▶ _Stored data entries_
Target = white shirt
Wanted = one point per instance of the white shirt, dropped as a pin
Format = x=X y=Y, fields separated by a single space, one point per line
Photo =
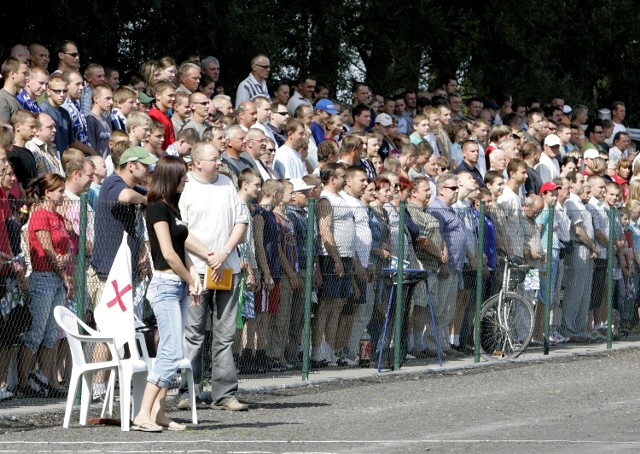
x=512 y=204
x=250 y=88
x=211 y=210
x=363 y=237
x=617 y=127
x=288 y=163
x=343 y=225
x=296 y=100
x=547 y=168
x=615 y=154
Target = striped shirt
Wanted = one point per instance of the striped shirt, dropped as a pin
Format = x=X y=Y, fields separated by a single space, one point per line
x=250 y=88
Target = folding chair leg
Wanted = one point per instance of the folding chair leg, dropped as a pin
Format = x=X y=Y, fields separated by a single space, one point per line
x=85 y=396
x=110 y=395
x=192 y=395
x=71 y=397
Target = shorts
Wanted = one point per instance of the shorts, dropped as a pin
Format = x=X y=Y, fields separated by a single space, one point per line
x=95 y=286
x=467 y=278
x=332 y=285
x=268 y=303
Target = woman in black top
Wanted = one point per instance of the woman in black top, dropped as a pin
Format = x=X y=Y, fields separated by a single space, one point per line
x=174 y=280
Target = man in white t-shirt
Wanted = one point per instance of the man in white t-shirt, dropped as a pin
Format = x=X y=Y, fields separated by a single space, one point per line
x=211 y=209
x=548 y=168
x=288 y=162
x=511 y=201
x=618 y=114
x=356 y=319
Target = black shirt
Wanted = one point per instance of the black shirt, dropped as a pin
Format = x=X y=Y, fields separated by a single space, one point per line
x=475 y=173
x=24 y=164
x=158 y=212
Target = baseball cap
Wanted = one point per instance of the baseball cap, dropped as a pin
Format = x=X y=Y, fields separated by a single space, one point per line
x=299 y=185
x=548 y=186
x=326 y=105
x=491 y=104
x=591 y=153
x=145 y=98
x=552 y=140
x=384 y=120
x=137 y=154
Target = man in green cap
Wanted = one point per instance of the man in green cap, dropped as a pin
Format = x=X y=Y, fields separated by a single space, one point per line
x=116 y=213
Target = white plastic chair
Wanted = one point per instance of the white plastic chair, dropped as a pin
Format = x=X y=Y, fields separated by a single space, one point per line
x=132 y=375
x=185 y=365
x=132 y=372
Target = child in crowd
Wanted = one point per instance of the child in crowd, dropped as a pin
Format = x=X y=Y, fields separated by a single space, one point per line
x=125 y=100
x=417 y=169
x=393 y=165
x=420 y=129
x=409 y=155
x=116 y=136
x=181 y=111
x=99 y=174
x=626 y=290
x=443 y=165
x=138 y=125
x=98 y=128
x=185 y=141
x=155 y=140
x=378 y=164
x=433 y=117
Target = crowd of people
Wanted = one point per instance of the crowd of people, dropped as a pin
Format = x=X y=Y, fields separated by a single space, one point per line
x=201 y=180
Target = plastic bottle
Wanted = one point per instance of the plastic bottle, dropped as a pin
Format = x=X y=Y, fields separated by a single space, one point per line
x=364 y=350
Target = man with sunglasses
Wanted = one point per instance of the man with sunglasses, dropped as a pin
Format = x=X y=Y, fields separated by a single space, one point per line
x=444 y=289
x=68 y=57
x=279 y=116
x=595 y=134
x=199 y=104
x=94 y=75
x=57 y=95
x=256 y=83
x=14 y=74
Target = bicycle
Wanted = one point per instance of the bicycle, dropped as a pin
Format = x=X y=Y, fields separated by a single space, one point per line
x=507 y=319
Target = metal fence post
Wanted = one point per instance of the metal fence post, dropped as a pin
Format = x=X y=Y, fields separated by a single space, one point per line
x=81 y=274
x=308 y=283
x=609 y=283
x=397 y=338
x=479 y=286
x=548 y=271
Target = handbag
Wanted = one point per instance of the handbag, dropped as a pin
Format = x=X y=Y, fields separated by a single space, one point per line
x=223 y=284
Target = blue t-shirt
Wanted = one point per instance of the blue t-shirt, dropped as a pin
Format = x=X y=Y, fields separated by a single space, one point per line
x=112 y=219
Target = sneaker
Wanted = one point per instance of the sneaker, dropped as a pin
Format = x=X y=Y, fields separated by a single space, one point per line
x=346 y=362
x=560 y=338
x=184 y=403
x=5 y=395
x=231 y=404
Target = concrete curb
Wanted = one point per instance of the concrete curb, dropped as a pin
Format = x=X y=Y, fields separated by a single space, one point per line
x=257 y=386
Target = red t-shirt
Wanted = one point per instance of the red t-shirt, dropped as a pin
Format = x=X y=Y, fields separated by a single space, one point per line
x=5 y=213
x=169 y=134
x=43 y=219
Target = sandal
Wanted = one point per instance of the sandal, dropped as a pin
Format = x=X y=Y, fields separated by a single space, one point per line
x=174 y=426
x=147 y=427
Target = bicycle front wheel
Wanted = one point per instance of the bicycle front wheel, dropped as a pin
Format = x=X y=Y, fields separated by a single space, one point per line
x=506 y=326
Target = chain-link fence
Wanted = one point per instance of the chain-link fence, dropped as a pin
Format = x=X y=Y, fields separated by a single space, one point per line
x=331 y=283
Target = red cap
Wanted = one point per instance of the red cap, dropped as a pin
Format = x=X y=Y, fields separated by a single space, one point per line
x=548 y=186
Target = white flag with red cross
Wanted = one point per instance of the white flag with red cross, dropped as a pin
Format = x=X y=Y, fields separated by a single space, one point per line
x=114 y=312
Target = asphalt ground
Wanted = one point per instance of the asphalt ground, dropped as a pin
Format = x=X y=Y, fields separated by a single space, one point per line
x=580 y=399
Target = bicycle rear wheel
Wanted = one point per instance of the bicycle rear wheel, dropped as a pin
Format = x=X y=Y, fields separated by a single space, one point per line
x=506 y=326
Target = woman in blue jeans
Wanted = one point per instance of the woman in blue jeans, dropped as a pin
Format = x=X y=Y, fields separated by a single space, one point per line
x=49 y=283
x=174 y=280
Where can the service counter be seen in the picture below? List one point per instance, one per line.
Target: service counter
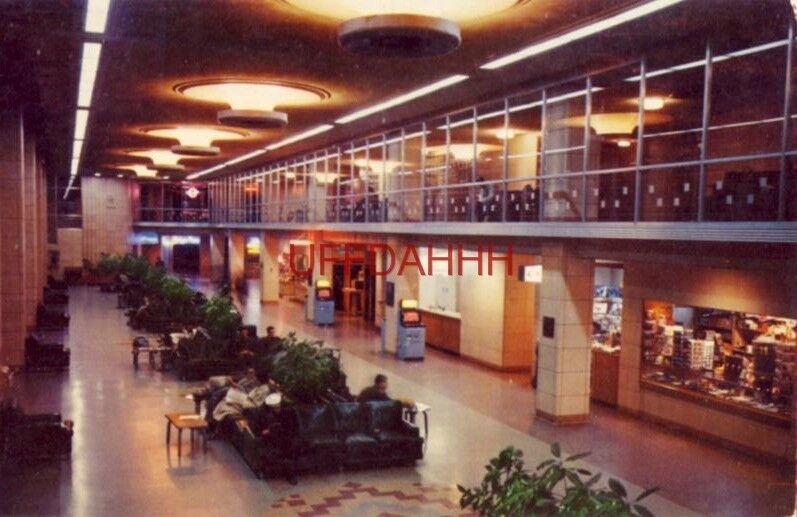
(442, 329)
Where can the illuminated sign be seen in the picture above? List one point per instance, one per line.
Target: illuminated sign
(531, 274)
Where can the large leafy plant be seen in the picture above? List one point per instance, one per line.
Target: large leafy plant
(556, 487)
(108, 265)
(178, 298)
(306, 372)
(221, 318)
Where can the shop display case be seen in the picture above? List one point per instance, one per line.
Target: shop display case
(607, 311)
(739, 362)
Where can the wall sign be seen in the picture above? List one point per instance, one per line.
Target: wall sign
(548, 326)
(530, 274)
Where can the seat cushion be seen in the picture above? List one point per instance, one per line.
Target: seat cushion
(315, 421)
(361, 446)
(352, 417)
(385, 414)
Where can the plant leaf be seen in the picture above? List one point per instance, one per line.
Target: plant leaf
(617, 487)
(578, 456)
(646, 493)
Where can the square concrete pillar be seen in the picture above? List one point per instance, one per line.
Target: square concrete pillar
(564, 330)
(13, 314)
(269, 269)
(237, 248)
(216, 243)
(405, 286)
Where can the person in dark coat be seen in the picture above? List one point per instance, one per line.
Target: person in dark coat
(376, 392)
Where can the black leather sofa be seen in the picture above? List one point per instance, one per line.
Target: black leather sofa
(26, 438)
(43, 352)
(333, 436)
(52, 316)
(51, 296)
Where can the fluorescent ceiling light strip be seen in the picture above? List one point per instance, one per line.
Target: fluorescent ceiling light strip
(580, 33)
(88, 73)
(522, 107)
(300, 136)
(386, 142)
(715, 59)
(69, 186)
(81, 121)
(97, 16)
(401, 99)
(77, 149)
(74, 166)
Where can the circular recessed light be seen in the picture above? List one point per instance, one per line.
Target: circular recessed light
(252, 103)
(140, 170)
(162, 159)
(410, 28)
(195, 140)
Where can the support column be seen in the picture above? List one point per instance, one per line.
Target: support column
(564, 333)
(216, 243)
(405, 286)
(269, 269)
(12, 297)
(237, 245)
(30, 231)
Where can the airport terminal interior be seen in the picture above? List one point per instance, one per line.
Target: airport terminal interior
(373, 257)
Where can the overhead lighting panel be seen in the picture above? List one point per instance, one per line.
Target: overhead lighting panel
(582, 32)
(81, 121)
(300, 136)
(406, 29)
(253, 103)
(243, 157)
(162, 159)
(195, 140)
(97, 15)
(404, 98)
(88, 73)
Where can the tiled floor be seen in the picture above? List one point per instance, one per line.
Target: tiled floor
(121, 466)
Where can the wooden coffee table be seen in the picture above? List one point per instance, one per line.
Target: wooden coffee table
(190, 421)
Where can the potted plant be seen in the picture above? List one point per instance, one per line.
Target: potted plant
(556, 487)
(306, 372)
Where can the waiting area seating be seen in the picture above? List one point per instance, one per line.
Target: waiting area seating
(331, 436)
(26, 438)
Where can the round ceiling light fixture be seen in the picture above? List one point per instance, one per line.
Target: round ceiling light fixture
(406, 29)
(195, 140)
(140, 170)
(163, 160)
(252, 103)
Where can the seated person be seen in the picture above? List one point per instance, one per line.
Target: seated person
(276, 426)
(248, 382)
(376, 392)
(270, 342)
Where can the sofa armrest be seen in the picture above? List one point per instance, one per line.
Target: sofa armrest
(409, 428)
(42, 418)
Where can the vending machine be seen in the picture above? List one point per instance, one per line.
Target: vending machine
(411, 332)
(324, 303)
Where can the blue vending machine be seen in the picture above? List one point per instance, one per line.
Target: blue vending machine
(411, 332)
(324, 303)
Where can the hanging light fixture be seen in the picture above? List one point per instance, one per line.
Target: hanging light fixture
(410, 28)
(163, 160)
(252, 103)
(140, 170)
(195, 140)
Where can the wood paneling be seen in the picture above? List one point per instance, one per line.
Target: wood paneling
(107, 216)
(442, 332)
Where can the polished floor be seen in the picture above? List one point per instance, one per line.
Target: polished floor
(121, 466)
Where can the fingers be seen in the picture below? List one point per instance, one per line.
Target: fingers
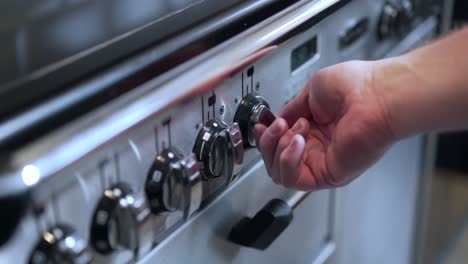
(301, 127)
(259, 129)
(290, 159)
(268, 143)
(297, 108)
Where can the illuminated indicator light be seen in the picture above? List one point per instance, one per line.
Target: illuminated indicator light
(30, 175)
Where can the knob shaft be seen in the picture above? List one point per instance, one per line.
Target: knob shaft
(61, 244)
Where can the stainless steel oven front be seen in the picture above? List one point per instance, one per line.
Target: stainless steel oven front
(168, 172)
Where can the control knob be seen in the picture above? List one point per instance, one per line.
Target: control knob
(252, 109)
(61, 244)
(219, 149)
(174, 183)
(122, 221)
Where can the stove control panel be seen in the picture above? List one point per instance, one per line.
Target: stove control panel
(123, 199)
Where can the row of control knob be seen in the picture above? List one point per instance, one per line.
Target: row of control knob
(124, 219)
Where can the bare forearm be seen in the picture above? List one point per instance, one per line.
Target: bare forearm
(427, 89)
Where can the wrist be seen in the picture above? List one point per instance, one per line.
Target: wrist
(393, 83)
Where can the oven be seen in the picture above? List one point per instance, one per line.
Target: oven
(126, 132)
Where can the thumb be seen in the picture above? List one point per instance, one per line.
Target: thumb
(326, 95)
(296, 108)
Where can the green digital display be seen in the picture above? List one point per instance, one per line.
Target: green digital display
(303, 53)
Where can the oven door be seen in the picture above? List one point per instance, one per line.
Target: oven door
(205, 238)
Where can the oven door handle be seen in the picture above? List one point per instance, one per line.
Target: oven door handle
(266, 226)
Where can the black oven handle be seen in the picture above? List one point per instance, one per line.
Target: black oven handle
(266, 226)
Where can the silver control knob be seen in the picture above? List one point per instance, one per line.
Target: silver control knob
(220, 150)
(122, 221)
(174, 183)
(61, 244)
(252, 109)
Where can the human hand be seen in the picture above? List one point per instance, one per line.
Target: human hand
(333, 130)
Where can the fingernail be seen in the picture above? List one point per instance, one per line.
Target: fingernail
(294, 142)
(297, 126)
(276, 128)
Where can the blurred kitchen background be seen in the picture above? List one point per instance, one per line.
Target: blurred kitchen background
(447, 228)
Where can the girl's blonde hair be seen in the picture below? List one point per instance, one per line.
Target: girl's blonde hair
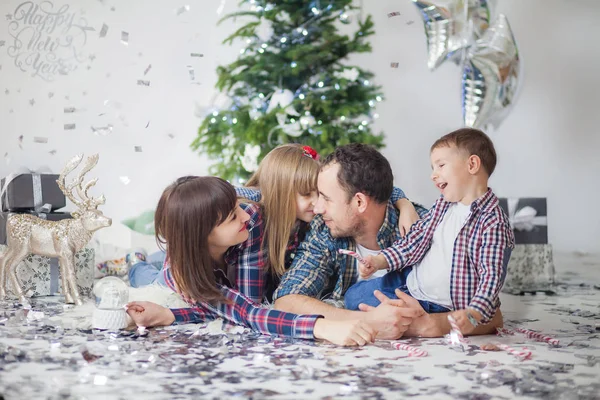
(287, 169)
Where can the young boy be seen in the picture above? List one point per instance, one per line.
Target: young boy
(455, 257)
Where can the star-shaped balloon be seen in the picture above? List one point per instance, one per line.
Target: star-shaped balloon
(491, 76)
(451, 26)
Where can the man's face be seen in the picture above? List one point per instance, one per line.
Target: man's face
(339, 213)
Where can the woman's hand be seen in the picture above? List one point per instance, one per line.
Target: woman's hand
(344, 333)
(148, 314)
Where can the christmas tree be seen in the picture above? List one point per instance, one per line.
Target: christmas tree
(292, 85)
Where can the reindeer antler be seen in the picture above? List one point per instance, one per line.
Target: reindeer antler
(68, 189)
(86, 202)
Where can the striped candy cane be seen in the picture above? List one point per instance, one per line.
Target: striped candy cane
(520, 354)
(539, 336)
(456, 335)
(412, 351)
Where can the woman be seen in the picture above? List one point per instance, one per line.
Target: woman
(206, 232)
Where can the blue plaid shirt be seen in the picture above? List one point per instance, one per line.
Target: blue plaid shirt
(318, 269)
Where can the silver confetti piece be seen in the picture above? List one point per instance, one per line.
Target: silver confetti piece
(104, 30)
(191, 71)
(182, 9)
(102, 130)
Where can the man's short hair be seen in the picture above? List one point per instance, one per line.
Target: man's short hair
(363, 169)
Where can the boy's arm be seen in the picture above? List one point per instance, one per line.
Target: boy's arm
(410, 249)
(494, 254)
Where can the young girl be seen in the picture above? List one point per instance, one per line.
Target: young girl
(286, 186)
(206, 232)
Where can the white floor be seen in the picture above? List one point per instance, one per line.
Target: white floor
(56, 358)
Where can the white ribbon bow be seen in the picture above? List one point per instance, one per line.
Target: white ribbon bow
(524, 219)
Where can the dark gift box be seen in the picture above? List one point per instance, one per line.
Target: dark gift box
(31, 192)
(528, 218)
(50, 217)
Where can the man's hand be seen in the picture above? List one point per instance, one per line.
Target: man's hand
(463, 321)
(372, 265)
(392, 317)
(408, 216)
(148, 314)
(344, 333)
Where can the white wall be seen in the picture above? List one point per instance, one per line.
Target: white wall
(546, 146)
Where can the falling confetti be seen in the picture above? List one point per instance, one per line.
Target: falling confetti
(191, 72)
(102, 130)
(104, 30)
(182, 9)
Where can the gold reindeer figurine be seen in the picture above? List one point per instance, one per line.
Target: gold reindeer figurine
(28, 234)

▶ _WORK TO COMPLETE_
Every line in the records above with "people" in it adds one to the count; give that count and nothing else.

▶ _SOLVED PROBLEM_
2